## SET OF TASKS
1 > In the passage about the broken hot water system, starting with "First things first." and going on through "turn it off.", change "roaring sound" to "hissing noise" and give the revised passage.
2 > Continue the account of the broken hot water system from the point where it stops.

## DOCUMENT TEXT
===
Alas, "quick" and "smart" rarely describe how we go about dealing with residential crises. Undeniably small crises, yes.
But you know - the cost, the inconvenience, the cold showers.
First things first.
Taming the roaring sound coming out of our kaput gas hot water system late that night following detonation.
Sounded like it was bleeding out before me with a Nord Stream level gas leak.
The instruction from inside the safety of the household/blast zone was to turn it off.
In the dark, on my knees with a mobile phone torch reminding me how they always put hot water systems in hard to get at places.
Also reminding me about petrol stations that blow up because people use mobile phones while they pump.
Anything that could be twisted was cranked, including my mind, but still the roar persisted.
From inside the house particularly.
To do something effective.
For once.
So I rang a 24/7 plumbing hotline and got the message to ring back in the morning.
24/7 must mean ring at 24 to 7.
Shutting off the mains water eventually quietened things down.
The water stopped running too. Boom boom.
In the silence that followed we pondered the seriousness of our situation. From here on in, the dishwasher would no longer work.
Desperate times.
Next morning the quest for replace and install commenced.
A breathtaking excercise in terms of taking quotes.
===
## SUPPLIED INFORMATION
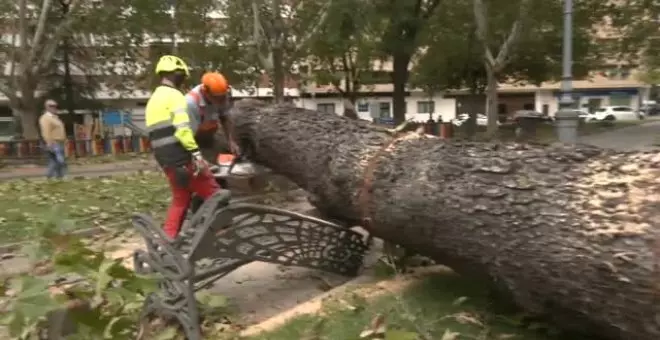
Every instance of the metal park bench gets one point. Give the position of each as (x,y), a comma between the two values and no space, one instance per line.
(223,236)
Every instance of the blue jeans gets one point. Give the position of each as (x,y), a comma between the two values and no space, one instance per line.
(56,161)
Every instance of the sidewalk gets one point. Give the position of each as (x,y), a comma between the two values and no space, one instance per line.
(31,171)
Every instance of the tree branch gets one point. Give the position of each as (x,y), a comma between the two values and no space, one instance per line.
(39,32)
(319,24)
(51,46)
(514,35)
(481,21)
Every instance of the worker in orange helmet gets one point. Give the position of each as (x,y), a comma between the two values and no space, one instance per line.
(208,107)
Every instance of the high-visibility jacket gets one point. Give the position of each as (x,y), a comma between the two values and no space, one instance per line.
(204,116)
(168,125)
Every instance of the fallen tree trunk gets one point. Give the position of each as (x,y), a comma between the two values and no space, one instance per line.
(570,232)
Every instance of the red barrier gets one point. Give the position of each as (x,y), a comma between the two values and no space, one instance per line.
(446,130)
(127,145)
(117,146)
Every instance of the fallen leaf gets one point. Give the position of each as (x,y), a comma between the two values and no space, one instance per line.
(467,318)
(401,335)
(376,327)
(460,300)
(449,335)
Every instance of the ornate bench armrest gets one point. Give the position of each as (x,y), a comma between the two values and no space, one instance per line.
(162,255)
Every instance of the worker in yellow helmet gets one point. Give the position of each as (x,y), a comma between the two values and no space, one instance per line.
(173,142)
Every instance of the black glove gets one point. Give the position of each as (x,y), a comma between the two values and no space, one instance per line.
(199,163)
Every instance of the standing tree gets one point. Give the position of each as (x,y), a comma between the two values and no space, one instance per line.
(451,58)
(277,32)
(636,42)
(203,42)
(494,62)
(343,49)
(403,22)
(36,29)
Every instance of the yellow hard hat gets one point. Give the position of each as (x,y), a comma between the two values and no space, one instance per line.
(170,63)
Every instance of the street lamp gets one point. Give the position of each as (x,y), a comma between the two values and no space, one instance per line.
(175,43)
(567,117)
(68,84)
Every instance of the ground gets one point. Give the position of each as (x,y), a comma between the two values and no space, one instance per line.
(87,202)
(441,306)
(638,137)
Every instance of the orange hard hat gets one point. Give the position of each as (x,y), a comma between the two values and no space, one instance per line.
(215,83)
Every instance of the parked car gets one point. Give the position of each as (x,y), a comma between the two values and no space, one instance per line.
(613,113)
(583,115)
(482,120)
(531,113)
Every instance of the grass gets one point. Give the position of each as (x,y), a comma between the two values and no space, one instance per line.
(106,159)
(442,307)
(547,133)
(29,204)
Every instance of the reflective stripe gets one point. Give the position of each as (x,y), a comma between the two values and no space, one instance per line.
(164,141)
(158,126)
(180,111)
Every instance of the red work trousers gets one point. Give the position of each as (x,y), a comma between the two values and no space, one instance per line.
(203,184)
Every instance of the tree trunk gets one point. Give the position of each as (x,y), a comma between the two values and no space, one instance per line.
(491,102)
(569,232)
(278,74)
(349,109)
(399,78)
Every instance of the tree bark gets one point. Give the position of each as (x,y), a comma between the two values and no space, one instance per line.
(399,79)
(491,102)
(570,232)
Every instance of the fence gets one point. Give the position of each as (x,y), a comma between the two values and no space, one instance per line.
(80,148)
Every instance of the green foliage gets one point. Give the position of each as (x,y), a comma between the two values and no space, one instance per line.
(103,300)
(344,48)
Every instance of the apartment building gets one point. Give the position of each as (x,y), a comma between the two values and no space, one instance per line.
(615,85)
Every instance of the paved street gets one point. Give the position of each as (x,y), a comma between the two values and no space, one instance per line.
(638,137)
(78,170)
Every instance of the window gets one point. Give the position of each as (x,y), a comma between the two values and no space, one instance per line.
(625,73)
(325,107)
(7,128)
(376,77)
(384,111)
(501,109)
(426,106)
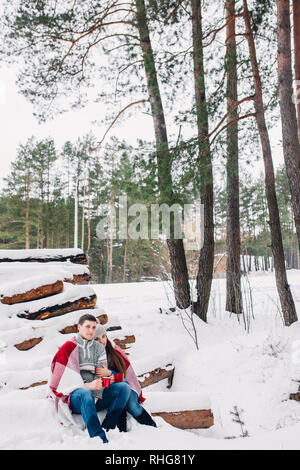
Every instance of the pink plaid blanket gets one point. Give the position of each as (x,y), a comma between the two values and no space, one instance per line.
(65,378)
(130,375)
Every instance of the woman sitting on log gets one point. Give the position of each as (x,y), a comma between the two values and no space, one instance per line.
(118,363)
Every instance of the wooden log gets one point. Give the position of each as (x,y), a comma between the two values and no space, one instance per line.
(103,319)
(43,256)
(195,419)
(36,384)
(156,375)
(35,294)
(58,310)
(122,343)
(295,396)
(28,344)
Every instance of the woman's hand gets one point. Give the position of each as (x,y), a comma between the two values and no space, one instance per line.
(95,385)
(103,372)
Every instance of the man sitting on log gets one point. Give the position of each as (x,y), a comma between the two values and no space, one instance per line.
(75,387)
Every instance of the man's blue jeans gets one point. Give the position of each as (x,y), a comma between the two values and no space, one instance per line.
(133,407)
(114,398)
===
## OUTPUTS IN ORDER
1 >
First things first.
Taming the hissing noise coming out of our kaput gas hot water system late that night following detonation.
Sounded like it was bleeding out before me with a Nord Stream level gas leak.
The instruction from inside the safety of the household/blast zone was to turn it off.

2 >
The most memorable one being along the lines of 'It costs how much?!!!'
Also an exercise in social media trying to filter the legit online reviews from competitors trash-talking rivals.
Talk about a forum for hate.
I certainly hated trying to work out which review I could rely on.
Our old system had been installed nearly before the advent of social media, so we'd had a good run.
And in the end we decided to go with what we knew.
Which was not a lot.
But let's call that a like for like.
Plumbers duly came round and reminded me how big their hands are - power packed individuals who alas wouldn't be able to do the job that day.
Which got us to the first cold shower that night.
Lots of yelps from those who dared open capillaries under the old cold water nozzle.
Otherwise much dabbing with washer into a container of warm water brewed up in the jug. Frontier stuff.
Next day, after a heat wave string of days, the most unlikely rain bomb strikes.
Naturally.
So much water, so few plumbers working.
Bring on cold shower night number two.
Talk about going with the flow. Or lack of it.
Eventually a new system was installed and we warmed to it immediately.
It couldn't be any easier once someone who knows what they're doing does it.
Our old system had lasted 17 years - nearly as long as our cat, minus the kitty litter issues.